(Records for this task begins)

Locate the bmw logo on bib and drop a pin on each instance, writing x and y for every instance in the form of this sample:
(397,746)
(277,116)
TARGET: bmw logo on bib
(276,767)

(Records for this task ends)

■ About this task
From the first line to the last, copy the records without alteration.

■ Worked solution
Locate the bmw logo on bib and drop a pin on each instance, writing x and y for every instance in the form of this sample:
(397,746)
(277,116)
TARGET: bmw logo on bib
(276,767)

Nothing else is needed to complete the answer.